-- begin --
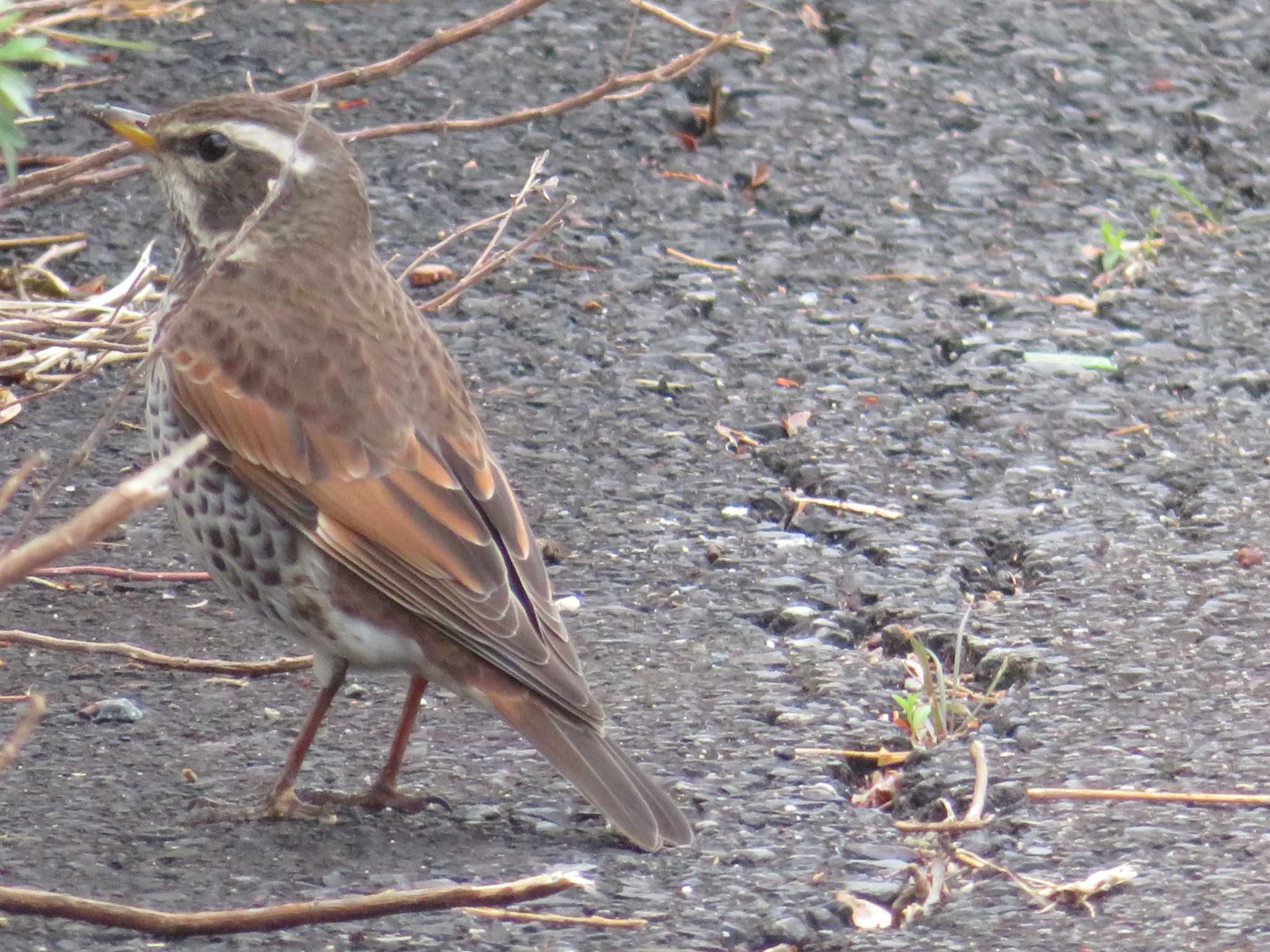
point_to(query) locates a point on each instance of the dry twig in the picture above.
(58, 906)
(110, 571)
(1151, 796)
(843, 506)
(251, 669)
(136, 493)
(22, 733)
(84, 170)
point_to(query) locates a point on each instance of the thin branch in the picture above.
(140, 276)
(208, 666)
(22, 733)
(41, 240)
(981, 782)
(761, 48)
(83, 172)
(58, 906)
(1151, 796)
(474, 276)
(112, 573)
(143, 490)
(29, 466)
(422, 50)
(662, 74)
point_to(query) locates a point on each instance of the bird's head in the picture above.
(218, 162)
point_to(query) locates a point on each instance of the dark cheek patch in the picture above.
(236, 191)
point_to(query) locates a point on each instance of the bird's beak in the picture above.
(125, 123)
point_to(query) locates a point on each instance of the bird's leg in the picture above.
(385, 785)
(384, 792)
(282, 803)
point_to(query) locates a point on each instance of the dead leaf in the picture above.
(812, 18)
(882, 790)
(687, 141)
(865, 915)
(1249, 557)
(797, 421)
(9, 405)
(429, 275)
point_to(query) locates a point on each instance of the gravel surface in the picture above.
(972, 148)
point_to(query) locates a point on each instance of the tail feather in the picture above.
(601, 771)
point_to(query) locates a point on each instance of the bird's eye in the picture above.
(211, 146)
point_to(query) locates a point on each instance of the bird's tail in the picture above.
(602, 774)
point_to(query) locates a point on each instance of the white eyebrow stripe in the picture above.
(267, 140)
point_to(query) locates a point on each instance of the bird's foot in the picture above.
(378, 796)
(277, 806)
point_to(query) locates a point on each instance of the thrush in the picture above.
(350, 494)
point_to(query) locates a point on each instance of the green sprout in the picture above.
(24, 45)
(1180, 191)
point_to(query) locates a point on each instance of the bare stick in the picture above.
(249, 669)
(154, 922)
(1151, 796)
(110, 571)
(981, 782)
(517, 915)
(46, 183)
(761, 48)
(68, 179)
(843, 506)
(447, 299)
(11, 485)
(422, 50)
(23, 731)
(143, 490)
(42, 240)
(140, 276)
(662, 74)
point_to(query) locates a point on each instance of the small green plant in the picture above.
(1113, 245)
(936, 714)
(27, 45)
(1128, 258)
(16, 89)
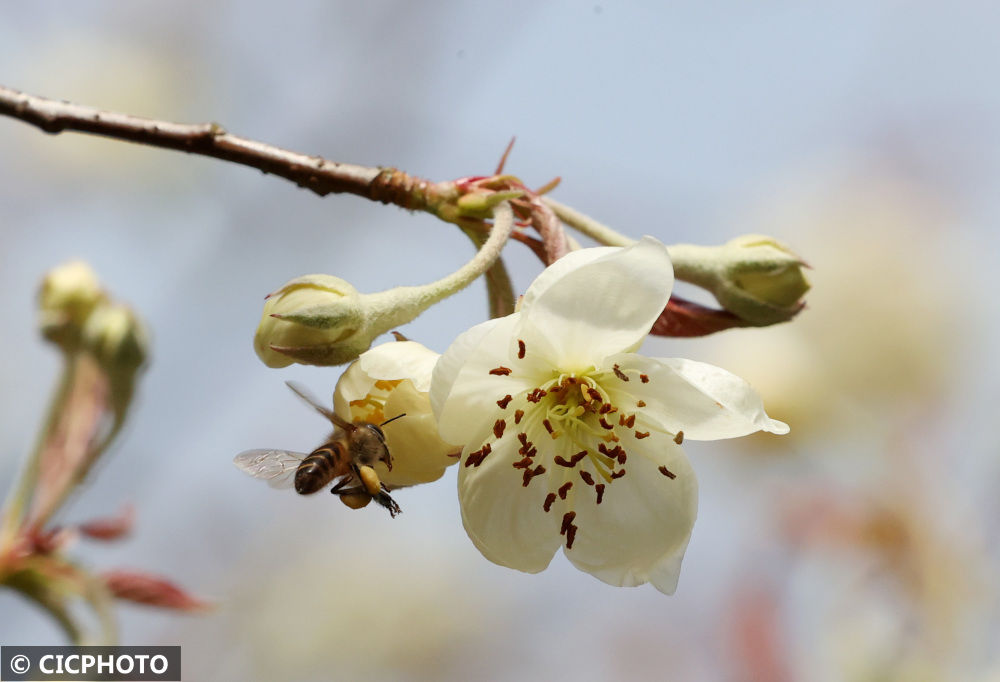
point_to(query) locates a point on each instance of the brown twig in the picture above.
(314, 173)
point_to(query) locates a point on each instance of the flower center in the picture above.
(371, 408)
(570, 433)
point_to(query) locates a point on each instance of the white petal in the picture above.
(464, 394)
(504, 519)
(401, 360)
(598, 302)
(703, 401)
(353, 384)
(641, 528)
(451, 362)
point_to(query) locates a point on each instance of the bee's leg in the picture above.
(340, 484)
(385, 500)
(355, 498)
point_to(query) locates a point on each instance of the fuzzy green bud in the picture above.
(755, 277)
(117, 338)
(314, 320)
(66, 298)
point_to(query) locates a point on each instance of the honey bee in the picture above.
(347, 456)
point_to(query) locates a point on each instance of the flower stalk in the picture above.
(323, 320)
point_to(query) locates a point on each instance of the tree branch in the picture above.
(314, 173)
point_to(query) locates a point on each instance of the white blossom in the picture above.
(391, 380)
(572, 439)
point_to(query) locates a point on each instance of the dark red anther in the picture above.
(564, 488)
(667, 472)
(549, 499)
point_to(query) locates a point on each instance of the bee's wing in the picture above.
(277, 467)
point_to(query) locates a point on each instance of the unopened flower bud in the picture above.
(315, 320)
(117, 338)
(754, 277)
(66, 298)
(765, 282)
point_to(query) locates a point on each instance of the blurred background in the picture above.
(866, 135)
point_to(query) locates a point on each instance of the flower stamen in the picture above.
(667, 472)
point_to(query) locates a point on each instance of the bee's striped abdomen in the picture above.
(319, 468)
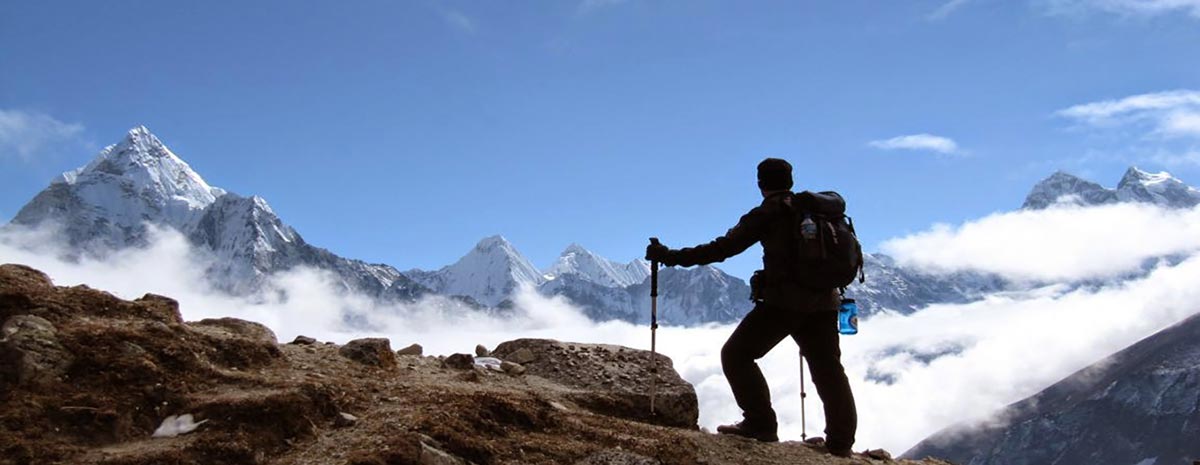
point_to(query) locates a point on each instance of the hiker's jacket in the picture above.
(772, 224)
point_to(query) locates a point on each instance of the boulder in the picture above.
(370, 351)
(513, 368)
(617, 457)
(304, 340)
(522, 356)
(233, 327)
(459, 361)
(30, 351)
(611, 379)
(415, 349)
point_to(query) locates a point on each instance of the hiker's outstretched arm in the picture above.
(735, 241)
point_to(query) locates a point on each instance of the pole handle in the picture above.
(654, 271)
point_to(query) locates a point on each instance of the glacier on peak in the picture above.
(138, 183)
(579, 260)
(490, 273)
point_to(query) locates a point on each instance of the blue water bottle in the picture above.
(847, 316)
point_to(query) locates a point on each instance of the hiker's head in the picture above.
(774, 175)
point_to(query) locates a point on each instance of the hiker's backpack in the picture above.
(828, 253)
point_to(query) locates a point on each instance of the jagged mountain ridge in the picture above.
(106, 205)
(111, 204)
(1140, 405)
(1158, 188)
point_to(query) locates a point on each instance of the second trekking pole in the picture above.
(804, 432)
(654, 327)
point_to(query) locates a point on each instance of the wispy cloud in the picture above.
(1126, 7)
(592, 5)
(1170, 114)
(922, 142)
(459, 20)
(28, 134)
(995, 337)
(946, 10)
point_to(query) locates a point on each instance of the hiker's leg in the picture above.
(754, 337)
(817, 337)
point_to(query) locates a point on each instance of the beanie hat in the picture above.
(774, 174)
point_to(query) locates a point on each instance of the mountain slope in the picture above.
(137, 183)
(87, 378)
(579, 260)
(490, 273)
(1158, 188)
(1140, 405)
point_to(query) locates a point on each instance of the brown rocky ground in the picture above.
(87, 378)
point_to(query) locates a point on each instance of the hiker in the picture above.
(784, 307)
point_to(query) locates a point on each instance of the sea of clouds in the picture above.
(912, 375)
-- end --
#### REQUIRED TASK
Starting with the line that contains "point_to(query) locates a point on each instance of the hiker in" and continuing through the final line of the rows above, rewrite those lines as a numbered list and omit any blank lines.

#### FINAL RESULT
1. point_to(query) locates a point on each instance of the hiker in the picture above.
2. (784, 307)
3. point_to(query) locates a point on each instance of the sea of clouds in the picture above.
4. (912, 375)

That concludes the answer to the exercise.